• **Matériel de départ**
_ _ _ _

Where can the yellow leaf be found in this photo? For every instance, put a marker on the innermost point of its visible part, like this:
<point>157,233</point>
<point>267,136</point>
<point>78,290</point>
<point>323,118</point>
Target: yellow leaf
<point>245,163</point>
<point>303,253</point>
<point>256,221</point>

_ _ _ _

• **À faire**
Recopiez tout le matériel ci-dessus, consignes comprises, en multipliant par 0,25 chaque coordonnée des points de réponse et en arrondissant à l'entier le plus proche, les demis vers le haut. Les chiffres des consignes et de leurs modèles de format restent inchangés.

• **Exercice corrigé**
Where can the yellow leaf be found in this photo? For every instance, put a marker on the innermost point of its visible part, like this:
<point>157,233</point>
<point>267,136</point>
<point>78,290</point>
<point>323,118</point>
Target: yellow leaf
<point>61,41</point>
<point>76,63</point>
<point>64,55</point>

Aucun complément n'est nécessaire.